===== Dataset extract

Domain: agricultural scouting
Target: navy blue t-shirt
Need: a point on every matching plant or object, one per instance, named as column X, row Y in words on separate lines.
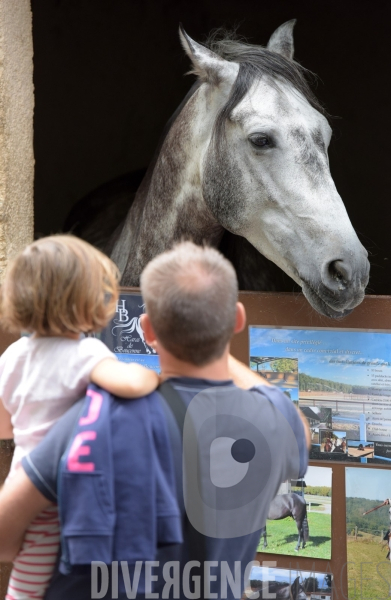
column 42, row 465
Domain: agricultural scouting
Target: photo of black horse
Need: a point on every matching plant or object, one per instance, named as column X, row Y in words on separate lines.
column 299, row 517
column 290, row 505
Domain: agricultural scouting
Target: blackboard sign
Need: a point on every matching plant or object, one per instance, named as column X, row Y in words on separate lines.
column 124, row 335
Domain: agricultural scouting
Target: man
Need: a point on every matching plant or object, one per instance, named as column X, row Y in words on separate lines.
column 238, row 446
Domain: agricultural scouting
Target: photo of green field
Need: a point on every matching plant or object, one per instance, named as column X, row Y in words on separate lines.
column 314, row 495
column 367, row 526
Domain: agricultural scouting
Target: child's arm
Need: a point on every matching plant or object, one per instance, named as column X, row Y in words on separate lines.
column 243, row 376
column 127, row 380
column 6, row 431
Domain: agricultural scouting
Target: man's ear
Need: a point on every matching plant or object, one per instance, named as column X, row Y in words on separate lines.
column 240, row 321
column 149, row 333
column 207, row 65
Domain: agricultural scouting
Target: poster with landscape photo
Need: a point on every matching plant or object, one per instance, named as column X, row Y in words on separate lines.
column 345, row 372
column 367, row 529
column 267, row 582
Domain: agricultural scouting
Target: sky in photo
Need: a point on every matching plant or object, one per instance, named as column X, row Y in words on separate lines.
column 317, row 348
column 372, row 484
column 318, row 476
column 284, row 575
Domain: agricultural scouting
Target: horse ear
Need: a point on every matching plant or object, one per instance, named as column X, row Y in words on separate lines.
column 282, row 40
column 207, row 65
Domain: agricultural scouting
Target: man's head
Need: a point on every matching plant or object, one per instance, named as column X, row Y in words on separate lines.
column 191, row 295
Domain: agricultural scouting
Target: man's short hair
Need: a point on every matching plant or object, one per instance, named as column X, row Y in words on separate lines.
column 190, row 294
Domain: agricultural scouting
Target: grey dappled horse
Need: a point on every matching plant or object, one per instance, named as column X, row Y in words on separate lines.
column 243, row 166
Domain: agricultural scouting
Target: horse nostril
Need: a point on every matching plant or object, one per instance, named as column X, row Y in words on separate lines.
column 340, row 272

==========

Directions for this task: Once the images are removed, print the remaining data exactly as it appears above.

Answer box:
Domain: agricultural scouting
Target: navy blue t-shirt
Need: a point on every matching plant or object, one per instance, named as column X, row Y in words on separate lines.
column 42, row 465
Domain: agricultural scouting
Target: photo of black horse
Need: a point on every matching plant or object, one per instance, named as column X, row Y in words on separate lines.
column 299, row 517
column 290, row 505
Domain: agricultural scouting
Target: blackboard sign
Need: a point on every matching plant or object, one per instance, named as column X, row Y in words on separate lines.
column 124, row 335
Domain: agricultural scouting
Target: man
Need: a point on every matching plant or object, one per instance, named as column X, row Y in words on separate lines.
column 238, row 446
Domain: agricultural scouting
Target: photo of green field
Need: a point on every matching plant or object, one per instance, named as column X, row Y in words on separate lines.
column 314, row 495
column 367, row 526
Domain: agricultural scouting
Target: child's arm
Need: a point on every matching plant or object, one per instance, named as column X, row Y in words on separate lines.
column 243, row 376
column 127, row 380
column 6, row 431
Domain: agricultural scouting
Target: man's ear
Need: a point on every matching plant or object, one per instance, named as column X, row Y in words on separate lines.
column 240, row 321
column 149, row 333
column 207, row 65
Domain: agricultural scouting
Target: poster with landscape photo
Need: a point on every matching plant or object, one per instance, named as column X, row Y in words on separate lines.
column 345, row 372
column 367, row 529
column 267, row 582
Domain: agricultural scouting
Target: sky in photo
Need: a point on every matching plant or object, one per instance, named as column X, row Y in words on separate lines.
column 317, row 348
column 372, row 484
column 318, row 476
column 284, row 575
Domain: agricultural scouting
Target: horse ear
Need: a point on every matching plant or object, one per instance, named as column X, row Y in words on separate lines.
column 282, row 40
column 207, row 65
Domain: agricultural scouting
Target: man's head
Need: a point on every matching plant or object, one per instance, named as column X, row Y in words on separate lines.
column 191, row 295
Domain: agricultural scouting
Target: man's short hair
Need: a point on every matching plant or object, one per instance, named as column X, row Y in words on separate lines.
column 190, row 294
Domain: agricultural scouting
Target: grey dappled horse
Need: a point on every matching plant or object, one per instance, named as column X, row Y in words on separate lines.
column 243, row 166
Domain: agricultural scouting
Target: horse nostril
Need: a point on every matching plant or object, one per instance, named as column X, row Y in words on separate lines.
column 340, row 272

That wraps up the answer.